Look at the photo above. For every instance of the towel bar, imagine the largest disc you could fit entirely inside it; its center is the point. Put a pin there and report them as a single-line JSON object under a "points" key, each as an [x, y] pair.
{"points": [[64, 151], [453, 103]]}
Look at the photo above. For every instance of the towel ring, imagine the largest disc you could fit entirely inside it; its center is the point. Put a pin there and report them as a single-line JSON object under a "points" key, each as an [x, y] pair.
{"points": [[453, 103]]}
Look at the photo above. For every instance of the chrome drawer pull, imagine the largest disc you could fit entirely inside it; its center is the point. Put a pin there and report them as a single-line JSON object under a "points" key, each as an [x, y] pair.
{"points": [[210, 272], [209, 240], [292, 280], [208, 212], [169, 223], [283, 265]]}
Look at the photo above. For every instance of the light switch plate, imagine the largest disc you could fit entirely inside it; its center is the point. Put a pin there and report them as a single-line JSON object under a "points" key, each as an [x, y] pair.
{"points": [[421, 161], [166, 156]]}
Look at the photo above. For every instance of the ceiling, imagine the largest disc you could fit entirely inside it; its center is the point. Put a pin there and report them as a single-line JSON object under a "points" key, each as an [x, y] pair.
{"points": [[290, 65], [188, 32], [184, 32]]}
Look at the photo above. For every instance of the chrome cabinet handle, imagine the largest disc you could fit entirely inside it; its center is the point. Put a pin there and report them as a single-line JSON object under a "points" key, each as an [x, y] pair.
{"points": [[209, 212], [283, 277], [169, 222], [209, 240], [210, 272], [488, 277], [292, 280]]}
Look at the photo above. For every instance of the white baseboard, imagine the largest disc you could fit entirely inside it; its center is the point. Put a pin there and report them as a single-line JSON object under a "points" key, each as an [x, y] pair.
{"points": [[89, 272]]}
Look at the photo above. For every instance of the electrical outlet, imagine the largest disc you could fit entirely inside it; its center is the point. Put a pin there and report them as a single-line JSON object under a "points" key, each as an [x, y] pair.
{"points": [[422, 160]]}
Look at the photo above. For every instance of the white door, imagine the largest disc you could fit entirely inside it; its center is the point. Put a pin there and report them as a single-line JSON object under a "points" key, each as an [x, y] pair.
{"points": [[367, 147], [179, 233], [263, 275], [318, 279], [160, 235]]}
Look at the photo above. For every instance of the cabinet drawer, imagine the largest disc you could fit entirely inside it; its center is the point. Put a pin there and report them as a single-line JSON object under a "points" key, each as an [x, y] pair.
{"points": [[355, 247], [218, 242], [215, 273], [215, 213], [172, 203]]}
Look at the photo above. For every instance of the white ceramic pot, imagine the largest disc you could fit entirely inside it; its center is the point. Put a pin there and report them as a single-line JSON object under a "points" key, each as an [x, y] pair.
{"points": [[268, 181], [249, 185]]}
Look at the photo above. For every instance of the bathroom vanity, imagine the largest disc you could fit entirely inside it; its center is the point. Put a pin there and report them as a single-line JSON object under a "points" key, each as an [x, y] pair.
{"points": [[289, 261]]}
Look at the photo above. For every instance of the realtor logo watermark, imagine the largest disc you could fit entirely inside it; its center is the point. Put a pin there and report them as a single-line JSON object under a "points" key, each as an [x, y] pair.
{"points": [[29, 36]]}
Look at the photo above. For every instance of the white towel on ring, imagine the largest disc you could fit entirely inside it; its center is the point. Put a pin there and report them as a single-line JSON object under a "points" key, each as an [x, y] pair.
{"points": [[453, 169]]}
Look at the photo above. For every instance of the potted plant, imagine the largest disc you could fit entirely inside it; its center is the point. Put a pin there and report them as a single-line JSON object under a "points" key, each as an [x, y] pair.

++++++++++++++++++++

> [GIVEN REQUEST] Nothing outside the span should appear: transcribe the lines from the one containing "Look at the photo above. For every instance of the cabinet" through the last line of the records.

> [TASK SOLUTION]
Look at the photo above. For every instance of the cabinet drawer, imagine the largest disc you could fit entirely inside it; its center is the point. Put a pin there and report them as a single-line JSON object under a "points" key, each as an [x, y] pair.
{"points": [[355, 247], [218, 242], [215, 273], [215, 213], [172, 203]]}
Look at the photo above. For every instance of the white ceramic pot, imagine the largest disc you could fit entirely inside it; its center is the point. Put a pin there and report them as a single-line JSON object under a "points" key, each as an [x, y] pair.
{"points": [[268, 181], [249, 185]]}
Look at the photo above. For every instance of the bathroom vanity, imagine the largest disc you could fit entirely inside it; its center is the point. Put a pin there and report them as a single-line JSON object under a "points" key, each as an [x, y] pair.
{"points": [[289, 261]]}
Look at the photo above. For every instance of the realtor logo watermark, imagine the largest disc you could fit entirely inside it; its center is the point. Put a pin there and report them as a single-line JSON object under a "points" key, each as an [x, y] pair.
{"points": [[29, 36]]}
Look at the photo above. For every instance of the white towel on ring, imagine the largest disc you could fit entirely inside it; its center is the point. Put a pin there and report them as a single-line JSON object under a "points" key, each as an [x, y] pair.
{"points": [[453, 169]]}
Look at the photo above. For every instance of the potted plant, imagine the largest disc you could fit entirely inside it; its center is the point. Put a pin there and report them as a single-line JSON object under a "points" key, each as an [x, y] pair.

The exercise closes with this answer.